## What you have to do
Setting aside any pictures, reproduce the data exactly.

Stored dataset items:

..........

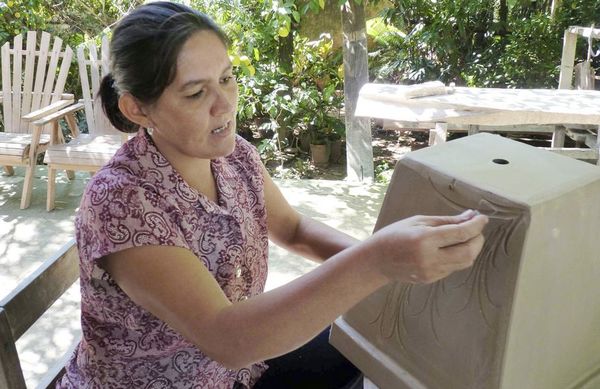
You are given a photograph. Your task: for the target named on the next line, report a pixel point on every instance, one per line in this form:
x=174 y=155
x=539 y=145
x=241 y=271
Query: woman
x=173 y=234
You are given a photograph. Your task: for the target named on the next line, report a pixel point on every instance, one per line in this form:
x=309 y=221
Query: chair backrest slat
x=6 y=88
x=16 y=83
x=40 y=74
x=29 y=67
x=93 y=66
x=30 y=80
x=85 y=89
x=95 y=78
x=49 y=84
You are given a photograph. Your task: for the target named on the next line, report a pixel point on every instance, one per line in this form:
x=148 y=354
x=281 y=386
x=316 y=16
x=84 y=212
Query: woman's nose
x=225 y=102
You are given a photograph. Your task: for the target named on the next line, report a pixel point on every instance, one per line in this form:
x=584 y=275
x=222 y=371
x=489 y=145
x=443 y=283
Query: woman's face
x=195 y=115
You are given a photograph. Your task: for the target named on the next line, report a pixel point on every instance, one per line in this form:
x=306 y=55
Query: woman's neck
x=196 y=172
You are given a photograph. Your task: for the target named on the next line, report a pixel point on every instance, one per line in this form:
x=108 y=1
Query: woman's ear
x=132 y=110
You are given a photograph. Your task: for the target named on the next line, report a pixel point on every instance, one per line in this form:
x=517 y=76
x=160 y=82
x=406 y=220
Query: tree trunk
x=356 y=73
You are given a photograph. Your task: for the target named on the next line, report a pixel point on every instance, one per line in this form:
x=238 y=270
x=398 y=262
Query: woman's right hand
x=424 y=249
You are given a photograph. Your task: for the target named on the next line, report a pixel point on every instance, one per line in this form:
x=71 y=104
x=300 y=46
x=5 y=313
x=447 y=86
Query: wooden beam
x=34 y=295
x=359 y=147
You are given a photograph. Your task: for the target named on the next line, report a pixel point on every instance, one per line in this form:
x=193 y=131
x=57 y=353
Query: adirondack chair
x=86 y=152
x=31 y=93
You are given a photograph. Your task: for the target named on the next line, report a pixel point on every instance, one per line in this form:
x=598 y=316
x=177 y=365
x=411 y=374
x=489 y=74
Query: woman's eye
x=197 y=94
x=226 y=80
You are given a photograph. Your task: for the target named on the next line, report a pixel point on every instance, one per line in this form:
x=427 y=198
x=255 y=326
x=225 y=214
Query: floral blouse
x=139 y=199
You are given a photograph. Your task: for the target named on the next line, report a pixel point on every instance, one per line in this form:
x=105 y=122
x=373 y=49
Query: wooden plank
x=356 y=74
x=40 y=74
x=567 y=61
x=85 y=88
x=51 y=74
x=58 y=369
x=58 y=114
x=6 y=88
x=578 y=153
x=95 y=77
x=28 y=74
x=47 y=110
x=59 y=88
x=11 y=375
x=35 y=294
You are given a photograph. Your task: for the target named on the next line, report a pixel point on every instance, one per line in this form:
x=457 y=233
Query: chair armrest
x=56 y=106
x=58 y=114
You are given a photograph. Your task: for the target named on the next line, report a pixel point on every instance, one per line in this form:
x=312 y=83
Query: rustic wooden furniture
x=526 y=314
x=504 y=110
x=86 y=152
x=33 y=80
x=26 y=304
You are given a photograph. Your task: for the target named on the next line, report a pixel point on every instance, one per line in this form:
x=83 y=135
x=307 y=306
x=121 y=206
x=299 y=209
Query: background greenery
x=289 y=61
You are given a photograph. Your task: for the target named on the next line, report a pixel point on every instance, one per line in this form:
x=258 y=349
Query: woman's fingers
x=453 y=234
x=434 y=221
x=462 y=255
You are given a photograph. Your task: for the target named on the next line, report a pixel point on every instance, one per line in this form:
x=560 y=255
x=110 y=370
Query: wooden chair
x=31 y=90
x=25 y=305
x=86 y=152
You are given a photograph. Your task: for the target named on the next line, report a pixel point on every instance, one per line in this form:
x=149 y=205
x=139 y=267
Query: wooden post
x=567 y=61
x=359 y=147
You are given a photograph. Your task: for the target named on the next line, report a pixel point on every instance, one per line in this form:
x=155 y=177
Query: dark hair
x=143 y=54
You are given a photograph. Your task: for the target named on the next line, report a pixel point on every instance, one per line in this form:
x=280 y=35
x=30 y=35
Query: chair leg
x=51 y=189
x=27 y=185
x=9 y=170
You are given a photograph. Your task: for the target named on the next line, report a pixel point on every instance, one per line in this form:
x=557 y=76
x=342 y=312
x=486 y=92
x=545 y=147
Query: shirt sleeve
x=119 y=212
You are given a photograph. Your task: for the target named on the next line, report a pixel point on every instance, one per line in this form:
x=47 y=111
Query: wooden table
x=480 y=109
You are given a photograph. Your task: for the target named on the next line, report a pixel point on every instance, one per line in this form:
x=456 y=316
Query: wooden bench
x=26 y=304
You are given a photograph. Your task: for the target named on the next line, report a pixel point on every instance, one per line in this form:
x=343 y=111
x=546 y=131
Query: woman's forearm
x=317 y=241
x=283 y=319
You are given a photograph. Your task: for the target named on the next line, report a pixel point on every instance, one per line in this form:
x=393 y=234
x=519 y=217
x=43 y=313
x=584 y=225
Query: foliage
x=476 y=42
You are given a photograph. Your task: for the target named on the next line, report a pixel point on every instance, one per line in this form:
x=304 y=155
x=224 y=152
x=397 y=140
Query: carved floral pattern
x=398 y=306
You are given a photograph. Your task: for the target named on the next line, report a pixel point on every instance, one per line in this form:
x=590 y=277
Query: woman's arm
x=173 y=284
x=298 y=233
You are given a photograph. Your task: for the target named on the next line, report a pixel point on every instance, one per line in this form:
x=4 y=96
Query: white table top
x=480 y=106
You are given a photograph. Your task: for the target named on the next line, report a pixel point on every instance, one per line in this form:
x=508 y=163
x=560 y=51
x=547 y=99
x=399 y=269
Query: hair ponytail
x=110 y=104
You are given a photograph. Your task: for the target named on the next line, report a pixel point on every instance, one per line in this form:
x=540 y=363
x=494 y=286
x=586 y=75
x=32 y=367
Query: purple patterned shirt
x=139 y=199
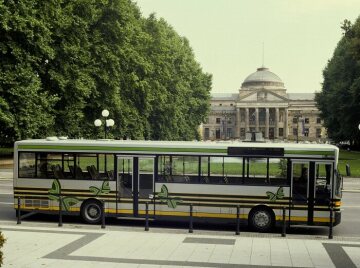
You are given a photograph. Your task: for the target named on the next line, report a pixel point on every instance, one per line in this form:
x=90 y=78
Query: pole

..........

## Task solution
You are given a photograph. Your task: for the target named on the next line, report a pixel point on every instance, one per line in this form:
x=174 y=155
x=539 y=145
x=241 y=271
Query: woman
x=173 y=234
You are given a photograph. Your task: for the target named on the next line, report a pixel point on every instance, one per line in this form:
x=309 y=221
Query: chair backrest slat
x=6 y=88
x=16 y=83
x=40 y=74
x=29 y=67
x=93 y=66
x=30 y=80
x=85 y=89
x=95 y=78
x=49 y=84
You are given a photograph. Your task: for the target named on the next line, report a pixel point on every instance, one per line in this form:
x=148 y=354
x=281 y=386
x=316 y=16
x=84 y=212
Query: woman's nose
x=225 y=102
You are given a photograph. Your task: for the target named on the next line, report a pixel point on every instance, one per line in this form:
x=584 y=275
x=222 y=371
x=489 y=145
x=443 y=283
Query: woman's face
x=195 y=115
You are given a photograph. Your task: for the target named on the next line, report a pixel point on every instance, one per line in this form:
x=306 y=55
Query: woman's neck
x=196 y=172
You are given a photograph. Your task: for the target named on the next line, report a pixel point on every instance, one per line in this form:
x=108 y=1
Query: woman's ear
x=132 y=110
You are given a photograph. Your task: for the target named on the next line, report a pixel point on every instance, one per line in this form:
x=517 y=76
x=160 y=82
x=406 y=220
Query: tree trunk
x=356 y=73
You are given a photograph. Your task: for the target named on the next line, report a pixel point on every instance, one per line in this form:
x=238 y=270
x=398 y=262
Query: woman's right hand
x=424 y=249
You are given a photograph. Your task: for the target named on the next line, report a pixel point on every instance, one per line in this form:
x=71 y=104
x=300 y=46
x=5 y=313
x=447 y=86
Query: wooden beam
x=34 y=295
x=359 y=147
You are given a photograph. Your task: for the target named on the next line, report a pixel point on every instance, one per line in this form:
x=193 y=131
x=57 y=353
Query: adirondack chair
x=86 y=152
x=31 y=93
You are given a photograph. Your task: for the target named on the next line, report a pixel point on every instance, one per line in this form:
x=598 y=316
x=177 y=365
x=411 y=374
x=489 y=74
Query: woman's eye
x=197 y=94
x=226 y=80
You are given a photograph. Your task: for the target named on the next line, report a pixel point on every instance, one per line in this form:
x=427 y=198
x=255 y=326
x=225 y=214
Query: floral blouse
x=139 y=199
You are given a photograph. Your task: for the target named on the next line, report a pixel point on every instance, one per line in this form:
x=105 y=122
x=373 y=49
Query: wooden plank
x=356 y=74
x=40 y=74
x=567 y=61
x=85 y=88
x=51 y=74
x=58 y=369
x=58 y=114
x=6 y=88
x=578 y=153
x=95 y=77
x=28 y=74
x=47 y=110
x=59 y=88
x=11 y=375
x=35 y=294
You are given a photograph. Your task: for the target named on the next line, report a pixel point on every instance, one per line in this form:
x=457 y=233
Query: chair armrest
x=56 y=106
x=58 y=114
You are given a photograph. Your task: for the target named on the next line, report a pixel point on every instance, one per line in this form:
x=312 y=83
Query: rustic wooden furniture
x=526 y=314
x=504 y=110
x=86 y=152
x=33 y=80
x=26 y=304
You are given a photograph. Your task: for the target named on the next line, report a pixel point on every instance, one per line in this form:
x=83 y=135
x=307 y=306
x=121 y=206
x=299 y=209
Query: background greenery
x=289 y=61
You are given a photograph. Your task: for the target named on the next line, report a pixel point on every instance, one per line in this form:
x=258 y=349
Query: woman's fingers
x=453 y=234
x=434 y=221
x=462 y=255
You are given a photograph. Your task: for the target named on the next line, report a pixel point on every instance, one per line in this form:
x=560 y=255
x=110 y=370
Query: wooden chair
x=31 y=90
x=25 y=305
x=86 y=152
You are given a photograph. Your task: for the target named on the next line, report a pixel point on every instance, one per line in this form:
x=149 y=205
x=139 y=267
Query: wooden post
x=567 y=61
x=359 y=147
You are given a photograph. Your task: for the target named on the next line, report a pixel point on every instance, one per line in this form:
x=155 y=177
Query: dark hair
x=143 y=54
You are given a photograph. Your task: for the target named on the next line, report a pixel point on every instance, one per line in this form:
x=280 y=35
x=30 y=35
Query: chair leg
x=51 y=189
x=27 y=185
x=9 y=170
You are given a photograph. Your task: for the target named on the next line, report a pixel point on every instance, one per line in this form:
x=557 y=76
x=342 y=312
x=486 y=92
x=545 y=147
Query: shirt sleeve
x=119 y=212
You are given a photograph. Your task: for the target named on the next line, report a pixel point on every instance, one per line in this form:
x=47 y=111
Query: wooden table
x=480 y=109
You are given a photograph. Your task: for the target named on the next line, report a pixel point on every instance, one per line in this form:
x=456 y=316
Query: wooden bench
x=26 y=304
You are given a photograph. Your task: for the target named on the next line, report a pixel point on every instance, one per line in this form:
x=343 y=111
x=546 y=131
Query: woman's forearm
x=317 y=241
x=283 y=319
You are given a photograph. Your task: for the target named on the next line, report a pixel point on every instance, one per line in this form:
x=393 y=234
x=519 y=217
x=43 y=313
x=584 y=225
Query: foliage
x=476 y=42
You are given a photograph. Your task: for the target named on the next line, report a pixel point on every instance, one per line in this form:
x=304 y=155
x=224 y=152
x=397 y=140
Query: carved floral pattern
x=398 y=306
You are given a photograph. Your task: for the target named on the next line, report a pixel point on every instance, one per line in this form:
x=590 y=277
Query: woman's arm
x=173 y=284
x=298 y=233
You are given a photograph. Your task: for the target named on the next line, report a pixel point on every instance, one per line in this form:
x=4 y=96
Query: white table top
x=480 y=106
You are given a photograph. Your task: for the target named on the next line, report a pixel point on every instance, one per line in this form:
x=508 y=163
x=560 y=51
x=547 y=99
x=399 y=269
Query: hair ponytail
x=110 y=104
You are given a photograph. Your task: for the target named on the next line, report a pixel point on every instance, one per line in this form:
x=540 y=363
x=494 y=286
x=586 y=75
x=32 y=367
Query: purple patterned shirt
x=139 y=199
You are given a photograph. Your task: for the target named on the next line, report a pixel point on every instance, one per line in this form:
x=90 y=78
Query: pole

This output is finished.